• **GIVEN INSTRUCTION**
Please quote the items from the line with "Exercise. For every instance of the out-of-focus" up to and including the line with "Target: out-of-focus green leaf", repeating them word for word and nothing more.

>> Start SUPPLIED ENTRIES

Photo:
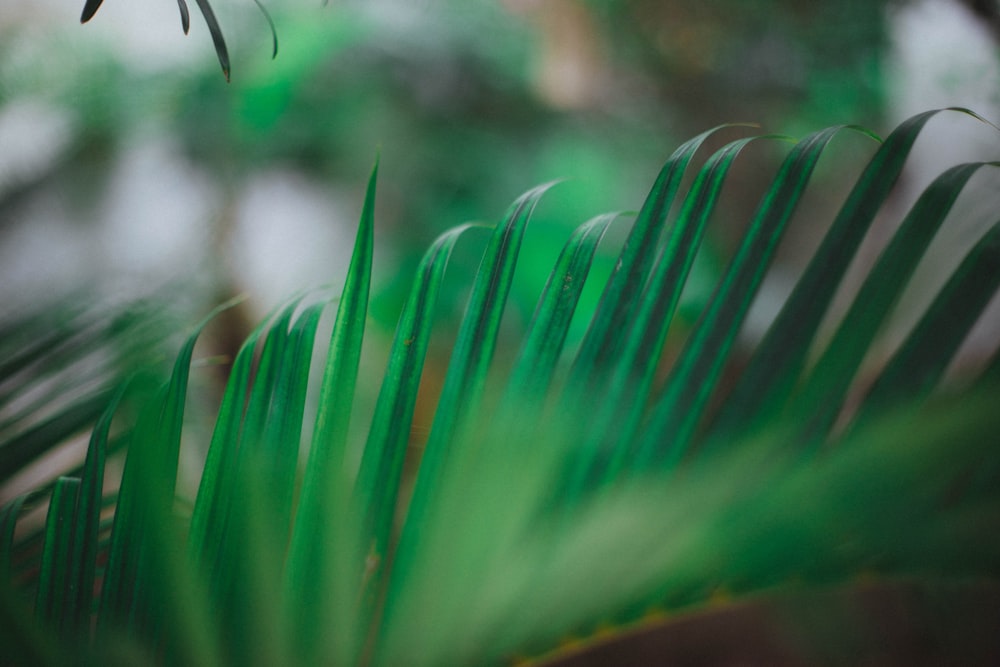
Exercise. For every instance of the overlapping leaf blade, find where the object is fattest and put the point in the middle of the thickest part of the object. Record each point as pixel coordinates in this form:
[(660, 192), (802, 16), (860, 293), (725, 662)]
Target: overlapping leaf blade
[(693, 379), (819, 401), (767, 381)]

>> End SUPPLIED ENTRIES
>> Start SUPPLIED ENTRIES

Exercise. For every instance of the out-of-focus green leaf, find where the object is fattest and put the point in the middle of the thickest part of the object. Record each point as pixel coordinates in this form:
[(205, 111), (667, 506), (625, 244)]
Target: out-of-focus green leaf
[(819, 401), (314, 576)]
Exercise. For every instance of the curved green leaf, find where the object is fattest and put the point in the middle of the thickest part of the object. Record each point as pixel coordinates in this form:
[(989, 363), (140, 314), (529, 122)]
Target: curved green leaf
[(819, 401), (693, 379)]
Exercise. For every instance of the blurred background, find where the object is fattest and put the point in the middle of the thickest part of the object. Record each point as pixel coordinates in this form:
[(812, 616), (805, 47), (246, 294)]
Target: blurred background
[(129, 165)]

>> End SUPPLIED ENTRIES
>> Start SUPPLIED ENTRIES

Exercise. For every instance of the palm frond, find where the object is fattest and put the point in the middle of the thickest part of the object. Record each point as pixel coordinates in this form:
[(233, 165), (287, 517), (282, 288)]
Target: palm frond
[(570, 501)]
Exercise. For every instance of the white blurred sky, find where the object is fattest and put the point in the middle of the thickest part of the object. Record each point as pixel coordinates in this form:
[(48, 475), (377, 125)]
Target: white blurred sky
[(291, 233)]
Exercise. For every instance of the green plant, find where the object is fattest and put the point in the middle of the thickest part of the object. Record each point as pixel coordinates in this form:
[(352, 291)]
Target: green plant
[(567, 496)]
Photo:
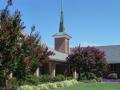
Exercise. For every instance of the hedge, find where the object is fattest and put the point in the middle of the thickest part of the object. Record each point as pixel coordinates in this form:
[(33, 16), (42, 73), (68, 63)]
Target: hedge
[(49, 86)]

>> End SUPPLIED ENTRIES

• **ANSWER TO THE EXERCISE**
Exercise. For every instance of the out-of-focus green leaf, find where the object is fattest and put the point in the middle of the thickest part of the object. Record each point as pixel coordinates in this form:
[(205, 111), (667, 506), (625, 244)]
Target: out-of-focus green leaf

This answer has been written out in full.